• INSTRUCTION
Could you echo the data below word for word, keeping every line in its original order but leaving out the pictures?

(Point labeling data from photos)

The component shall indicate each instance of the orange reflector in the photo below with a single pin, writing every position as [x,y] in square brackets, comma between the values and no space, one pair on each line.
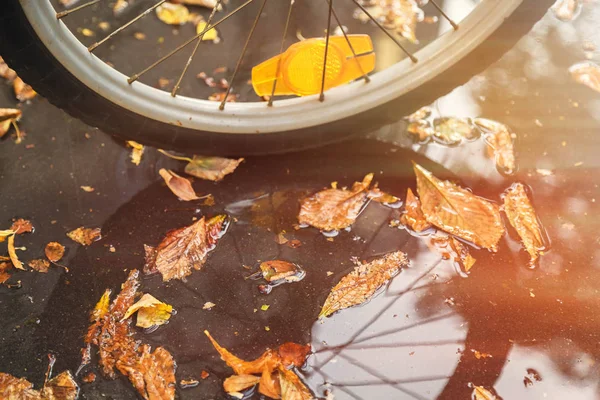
[301,66]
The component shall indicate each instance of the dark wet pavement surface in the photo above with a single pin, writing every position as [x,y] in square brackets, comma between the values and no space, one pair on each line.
[417,339]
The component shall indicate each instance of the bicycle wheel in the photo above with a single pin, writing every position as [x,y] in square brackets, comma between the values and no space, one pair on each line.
[50,58]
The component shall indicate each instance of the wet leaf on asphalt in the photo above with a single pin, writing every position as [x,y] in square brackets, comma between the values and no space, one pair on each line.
[458,211]
[586,73]
[362,283]
[186,248]
[523,218]
[333,209]
[85,236]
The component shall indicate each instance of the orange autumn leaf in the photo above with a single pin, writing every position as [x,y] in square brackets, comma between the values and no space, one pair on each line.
[362,283]
[185,248]
[334,209]
[523,218]
[458,211]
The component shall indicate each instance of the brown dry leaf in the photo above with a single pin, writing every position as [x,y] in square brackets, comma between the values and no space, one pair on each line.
[150,311]
[500,141]
[237,383]
[54,251]
[8,118]
[151,373]
[481,393]
[586,73]
[413,216]
[137,150]
[39,265]
[85,236]
[23,91]
[6,72]
[12,253]
[458,211]
[186,248]
[362,283]
[180,186]
[523,218]
[567,10]
[211,168]
[173,14]
[292,388]
[21,226]
[333,209]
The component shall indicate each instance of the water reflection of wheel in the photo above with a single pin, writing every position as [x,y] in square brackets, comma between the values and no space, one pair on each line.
[49,57]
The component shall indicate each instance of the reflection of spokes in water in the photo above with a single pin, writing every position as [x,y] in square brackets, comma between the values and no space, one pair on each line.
[198,38]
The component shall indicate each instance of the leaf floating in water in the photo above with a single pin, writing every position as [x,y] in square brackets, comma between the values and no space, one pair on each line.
[137,151]
[8,118]
[333,209]
[173,14]
[54,251]
[458,211]
[362,283]
[186,248]
[586,73]
[211,168]
[523,218]
[270,365]
[413,216]
[452,131]
[151,373]
[23,91]
[85,236]
[150,312]
[567,10]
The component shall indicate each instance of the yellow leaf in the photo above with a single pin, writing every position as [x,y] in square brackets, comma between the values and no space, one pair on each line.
[151,311]
[458,211]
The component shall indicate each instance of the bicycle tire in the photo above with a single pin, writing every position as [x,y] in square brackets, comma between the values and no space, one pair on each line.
[24,51]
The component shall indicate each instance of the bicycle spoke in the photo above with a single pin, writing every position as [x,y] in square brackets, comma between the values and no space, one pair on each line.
[237,67]
[354,55]
[412,58]
[322,95]
[198,41]
[135,77]
[454,24]
[287,24]
[63,14]
[142,15]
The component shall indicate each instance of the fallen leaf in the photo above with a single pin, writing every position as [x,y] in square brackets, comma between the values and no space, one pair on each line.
[21,226]
[523,218]
[333,209]
[173,14]
[187,248]
[23,91]
[481,393]
[137,150]
[8,117]
[451,131]
[152,373]
[12,253]
[150,312]
[211,168]
[39,265]
[500,144]
[85,236]
[586,73]
[567,10]
[362,283]
[458,211]
[413,216]
[180,186]
[54,251]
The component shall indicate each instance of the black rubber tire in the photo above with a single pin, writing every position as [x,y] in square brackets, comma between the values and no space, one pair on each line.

• FULL RESPONSE
The component shall indicate each instance of the orange reflector in the photo below with a single pin, writing every position as [x,y] in square brackets, comma between the values and no space, one pair on each line.
[301,66]
The component shall indicate each instance of the dark wet pavement surface in the photo above with a single pin, writing every position as [x,y] in square brackets, comma between the values and no space, one pair on each line.
[417,339]
The component shall indicate each instance of the bicycle wheel in the photo above with a single pin, writing every position as [x,y] in square brackets, comma between the values and no space, one pair on each line.
[50,58]
The component shall indicate each instance of the wet leaf on asphalt in the photo above with a single pin, writing every position as [x,y] in square brackets, comma between the values and no space, one pair on each line.
[458,211]
[586,73]
[362,283]
[186,248]
[523,218]
[333,209]
[85,236]
The component shall indicate each instance of the orange autumn leaf in the photo above with a single pin, writing every position as [x,y] in square brackets, comma between the values and no space, one pair on each line.
[362,283]
[185,248]
[334,209]
[523,218]
[458,211]
The component shall indicate each instance of the brown dry leaf in the photo above with a single pin, writing every position as [x,y] in square brackets, comma between the values and no space, one pair on each line.
[150,311]
[500,141]
[237,383]
[54,251]
[8,118]
[151,373]
[481,393]
[586,73]
[413,216]
[137,150]
[39,265]
[85,236]
[23,91]
[6,72]
[12,253]
[458,211]
[186,248]
[362,283]
[180,186]
[523,218]
[567,10]
[211,168]
[173,14]
[292,388]
[21,226]
[333,209]
The component shall indicate each instance of the water reflection of wheel in the photo above with a single pin, writing every position as [x,y] in square brackets, comma between the values and no space, one pair on each line.
[49,57]
The component shall indicate each instance of the reflection of spokes in water in the photo above with a single pin, writing every position as [x,y] in square brackets, comma between the values and no space, one pair on each line.
[198,38]
The component shall indicate each instance of the leaf floating in water in the photo above with a single pin, writing every position as [x,y] in square brackets, comma between the values and no space, one pair on each line.
[137,151]
[8,118]
[333,209]
[173,14]
[54,251]
[458,211]
[362,283]
[186,248]
[586,73]
[211,168]
[523,218]
[270,365]
[413,216]
[452,131]
[151,373]
[23,91]
[85,236]
[150,312]
[567,10]
The component shall indicate each instance of the yellow leaf in the photo above with a single pin, writing every position as [x,y] in square brackets, comma between the values and no space, one pair on each line.
[151,311]
[458,211]
The component shall indicate each instance of the bicycle tire in the photo above with a single pin, writing every position as [x,y] in square brackets, comma between the values and no space, one pair on each line.
[24,51]
The component shall indicate each instance of the bicycle spoke in the photo above with a single pin, writing every position as [x,y] in square brackets, comma between the values and no space, one pair on each line.
[237,67]
[354,55]
[412,58]
[322,95]
[198,41]
[135,77]
[454,24]
[287,24]
[63,14]
[142,15]
The component shall indicate each instance of the fallen leaf in the photo above with a single pin, writing every position as [x,y] in square brackets, comma between the values and no space, one pair on each line.
[21,226]
[523,218]
[333,209]
[173,14]
[187,248]
[23,91]
[481,393]
[137,150]
[8,117]
[451,131]
[152,373]
[12,253]
[150,312]
[211,168]
[39,265]
[500,144]
[85,236]
[586,73]
[567,10]
[362,283]
[458,211]
[413,216]
[180,186]
[54,251]
The component shall indicate each instance of the black rubber tire in the photo above with a single pin, writing every position as [x,y] in square brackets, comma between the values and no space, one pair on each line.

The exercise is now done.